ページ本文>
((

「一歩一歩、おいしさを探して」
J.C.オカザワの脚で綴ったダイアリー

第71回
シンガポール 鶏飯との出会い

海南鶏飯(ハイナンジーハン)。
英語でハイナネーズ・チキンライス。
シンガポールの国民的料理は
海南島出身者が広めた炊き込みご飯。
チキンストックで炊き込んだライスの上に
カットした蒸し鶏を乗せ、
チリソース・たまり醤油・生姜汁でいただく。
サイドにはチキンスープが添えられる。
ケチャップ味の和製チキンライスとは
まったくのベツモノだ。

市内には専門店が何軒もあるが、
ホテルのレストランでも気軽に
食べることができ、特にマンダリンホテルの
「Chatter Box」が人気で
海外からの観光客にも好評を博している。

炊き上がったインディカ米のクセのある匂いと
薬味の香菜のせいか、苦手な日本人も少なくないが、
とても美味しい米料理だと思う。
初めてシンガポールで出会い、即座に魅了された。
イタリアのリゾット、スペインのパエジャより好きだ。
米を扱わせたら、アジア人の右に出る民族はいない。

麻布十番の商店街のはずれ、
六本木ヒルズに差し掛かるところに
シンガポール料理店「海南鶏飯食堂」がある。
チキンライスを食べさせる店としては
京橋の「シンガポール・エンポリウム」や
西荻の「夢飯」が先駆者だろうが、
料理のヴァリエーションはこちらのほうが豊富。
各種カレーはもとより、肉骨茶(バクテー)や
ホッケンミー(福建焼きそば)まで取り揃える。

))

抽出情報>
((

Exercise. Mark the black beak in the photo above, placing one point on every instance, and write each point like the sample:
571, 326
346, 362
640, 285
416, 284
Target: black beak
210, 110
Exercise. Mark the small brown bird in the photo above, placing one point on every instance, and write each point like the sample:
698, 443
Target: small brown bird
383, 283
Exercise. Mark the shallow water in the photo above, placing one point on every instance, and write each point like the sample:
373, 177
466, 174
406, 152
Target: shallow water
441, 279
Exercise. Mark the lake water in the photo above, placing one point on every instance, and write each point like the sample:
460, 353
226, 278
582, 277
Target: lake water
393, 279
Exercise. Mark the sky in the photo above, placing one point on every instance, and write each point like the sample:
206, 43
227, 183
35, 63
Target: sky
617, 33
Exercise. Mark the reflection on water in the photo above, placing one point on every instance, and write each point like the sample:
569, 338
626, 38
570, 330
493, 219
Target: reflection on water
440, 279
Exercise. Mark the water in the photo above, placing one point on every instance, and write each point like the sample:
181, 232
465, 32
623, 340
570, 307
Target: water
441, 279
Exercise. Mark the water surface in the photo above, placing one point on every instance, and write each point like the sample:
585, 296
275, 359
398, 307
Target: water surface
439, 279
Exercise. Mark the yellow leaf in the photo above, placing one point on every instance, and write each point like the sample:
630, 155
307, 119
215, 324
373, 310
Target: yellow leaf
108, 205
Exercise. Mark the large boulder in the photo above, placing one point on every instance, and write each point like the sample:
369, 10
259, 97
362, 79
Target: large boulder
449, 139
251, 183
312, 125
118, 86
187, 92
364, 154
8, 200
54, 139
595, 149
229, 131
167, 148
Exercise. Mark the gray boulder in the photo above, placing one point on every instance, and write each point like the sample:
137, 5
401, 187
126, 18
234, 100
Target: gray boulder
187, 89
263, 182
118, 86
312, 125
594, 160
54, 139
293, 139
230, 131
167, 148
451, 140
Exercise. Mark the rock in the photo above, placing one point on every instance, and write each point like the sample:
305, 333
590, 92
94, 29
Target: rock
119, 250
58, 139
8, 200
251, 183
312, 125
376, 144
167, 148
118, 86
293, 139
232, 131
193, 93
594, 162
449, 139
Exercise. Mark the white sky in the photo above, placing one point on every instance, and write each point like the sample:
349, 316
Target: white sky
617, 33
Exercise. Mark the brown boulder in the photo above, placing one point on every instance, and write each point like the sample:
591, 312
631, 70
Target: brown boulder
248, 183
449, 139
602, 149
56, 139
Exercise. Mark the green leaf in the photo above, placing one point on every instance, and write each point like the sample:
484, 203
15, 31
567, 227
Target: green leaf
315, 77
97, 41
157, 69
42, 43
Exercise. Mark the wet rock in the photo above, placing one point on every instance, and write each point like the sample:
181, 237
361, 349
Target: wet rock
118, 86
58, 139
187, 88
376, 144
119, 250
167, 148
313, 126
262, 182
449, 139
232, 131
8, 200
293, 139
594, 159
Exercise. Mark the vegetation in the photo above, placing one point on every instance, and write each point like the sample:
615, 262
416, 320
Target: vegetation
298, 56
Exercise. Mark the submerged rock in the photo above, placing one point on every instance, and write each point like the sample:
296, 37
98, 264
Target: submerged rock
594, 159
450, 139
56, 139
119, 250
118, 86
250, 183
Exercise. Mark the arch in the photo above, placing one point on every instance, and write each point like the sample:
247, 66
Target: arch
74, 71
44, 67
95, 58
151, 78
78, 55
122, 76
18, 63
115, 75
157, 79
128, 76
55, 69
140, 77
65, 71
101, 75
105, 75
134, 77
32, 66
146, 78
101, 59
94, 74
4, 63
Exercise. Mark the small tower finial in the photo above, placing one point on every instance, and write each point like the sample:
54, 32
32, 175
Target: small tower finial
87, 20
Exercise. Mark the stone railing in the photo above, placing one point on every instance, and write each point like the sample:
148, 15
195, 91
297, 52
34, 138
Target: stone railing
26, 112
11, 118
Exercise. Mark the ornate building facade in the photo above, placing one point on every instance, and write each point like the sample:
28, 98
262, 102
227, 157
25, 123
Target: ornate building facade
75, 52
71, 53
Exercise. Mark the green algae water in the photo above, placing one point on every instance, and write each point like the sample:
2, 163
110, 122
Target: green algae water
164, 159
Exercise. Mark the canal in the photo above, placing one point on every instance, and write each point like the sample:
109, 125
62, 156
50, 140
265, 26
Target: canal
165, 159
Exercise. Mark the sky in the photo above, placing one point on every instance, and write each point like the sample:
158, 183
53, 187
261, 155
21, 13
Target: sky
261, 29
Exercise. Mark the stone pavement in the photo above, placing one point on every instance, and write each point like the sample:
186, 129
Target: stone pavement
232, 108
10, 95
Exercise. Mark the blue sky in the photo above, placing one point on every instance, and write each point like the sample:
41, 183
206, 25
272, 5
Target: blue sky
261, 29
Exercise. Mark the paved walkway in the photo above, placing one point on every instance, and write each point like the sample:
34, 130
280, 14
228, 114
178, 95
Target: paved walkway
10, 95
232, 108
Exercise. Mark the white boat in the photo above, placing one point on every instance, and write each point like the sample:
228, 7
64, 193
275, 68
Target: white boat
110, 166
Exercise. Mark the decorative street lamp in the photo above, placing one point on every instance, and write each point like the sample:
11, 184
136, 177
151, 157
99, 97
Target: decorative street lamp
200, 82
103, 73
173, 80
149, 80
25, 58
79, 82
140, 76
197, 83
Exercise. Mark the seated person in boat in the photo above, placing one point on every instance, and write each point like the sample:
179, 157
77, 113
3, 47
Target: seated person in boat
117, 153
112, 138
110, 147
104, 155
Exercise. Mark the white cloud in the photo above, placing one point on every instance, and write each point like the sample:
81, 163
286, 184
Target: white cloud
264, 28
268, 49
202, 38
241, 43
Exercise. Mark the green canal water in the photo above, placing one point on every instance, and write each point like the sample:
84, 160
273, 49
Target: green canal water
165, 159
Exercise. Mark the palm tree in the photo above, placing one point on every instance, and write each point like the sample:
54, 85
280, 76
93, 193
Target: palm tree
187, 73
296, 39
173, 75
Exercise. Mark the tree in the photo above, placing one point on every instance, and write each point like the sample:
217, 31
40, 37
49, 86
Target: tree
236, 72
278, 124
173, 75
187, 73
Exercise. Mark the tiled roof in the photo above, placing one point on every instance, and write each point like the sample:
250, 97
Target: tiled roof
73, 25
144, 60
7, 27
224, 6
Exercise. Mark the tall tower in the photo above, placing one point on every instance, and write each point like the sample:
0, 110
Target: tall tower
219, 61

))

挑戦課題>
A) 鶏飯についての本文から、「市内には専門店が何軒もあるが、」から「米を扱わせたら、アジア人の右に出る民族はいない。」に至るまでの部分を、一字も変えずに引用してください。
B) 本文の内容と、(i) 海南鶏飯はチキンストックで炊いたライスの上に蒸し鶏を乗せた料理である、(ii) 書き手はスペインのパエジャのほうが海南鶏飯より好きだ、(iii) 「海南鶏飯食堂」は京橋にある、の三つが合っているかを「はい」か「いいえ」で答えてください。それぞれについて、判断の決め手となる本文の語句をそのまま引用してください。
解答の根拠には本文だけを用いてください。

想定解答>
A)
市内には専門店が何軒もあるが、
ホテルのレストランでも気軽に
食べることができ、特にマンダリンホテルの
「Chatter Box」が人気で
海外からの観光客にも好評を博している。

炊き上がったインディカ米のクセのある匂いと
薬味の香菜のせいか、苦手な日本人も少なくないが、
とても美味しい米料理だと思う。
初めてシンガポールで出会い、即座に魅了された。
イタリアのリゾット、スペインのパエジャより好きだ。
米を扱わせたら、アジア人の右に出る民族はいない。

B)
(i) はい。「チキンストックで炊き込んだライスの上に」「カットした蒸し鶏を乗せ」
(ii) いいえ。「イタリアのリゾット、スペインのパエジャより好きだ。」
(iii) いいえ。「麻布十番の商店街のはずれ」